Referring expression pointing data:
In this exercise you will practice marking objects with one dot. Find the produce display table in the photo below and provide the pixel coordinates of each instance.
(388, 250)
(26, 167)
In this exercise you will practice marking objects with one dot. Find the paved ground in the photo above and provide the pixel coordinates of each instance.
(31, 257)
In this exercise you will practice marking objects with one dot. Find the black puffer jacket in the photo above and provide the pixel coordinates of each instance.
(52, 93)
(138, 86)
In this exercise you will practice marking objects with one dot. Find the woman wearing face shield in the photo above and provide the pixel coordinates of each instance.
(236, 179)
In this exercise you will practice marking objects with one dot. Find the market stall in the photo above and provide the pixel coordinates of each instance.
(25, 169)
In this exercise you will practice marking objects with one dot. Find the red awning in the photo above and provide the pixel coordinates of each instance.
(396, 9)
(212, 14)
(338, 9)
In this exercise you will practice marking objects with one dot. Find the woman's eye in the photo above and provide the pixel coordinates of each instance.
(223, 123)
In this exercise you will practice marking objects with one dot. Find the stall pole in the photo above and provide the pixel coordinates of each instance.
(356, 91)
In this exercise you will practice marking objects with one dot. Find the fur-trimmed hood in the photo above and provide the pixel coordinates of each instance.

» **WORK TASK**
What is needed is an exact printout of every line from the one with "the woman wearing" through the end of the data, including both, and nothing more.

» **RESPONSE TO THE EXERCISE**
In this exercise you will practice marking objects with one dot. Find the woman wearing face shield in the photo above and provide the pixel coordinates of each instance.
(236, 179)
In this exercise you will practice marking objects with one dot. Find the market stall in the photo above and provide the pixel coordinates of each instance.
(25, 169)
In this exercise you will practice marking objects with one dot. Find the red awning in the photo above and provide the pixel coordinates of each instance.
(396, 9)
(212, 14)
(338, 9)
In this exercise you will practice marking objects with one dot. Find the woman's eye in the photo above and provide the pixel coordinates of each instance.
(223, 123)
In this exercise you will practice marking objects with one dot. Find the stall pole in the photo above and provide the pixel coordinates of each instance.
(356, 91)
In this exercise you will practice marking objects with one dot. Find the fur-trimmed hood in the photo above and provide the pixel coordinates of each instance.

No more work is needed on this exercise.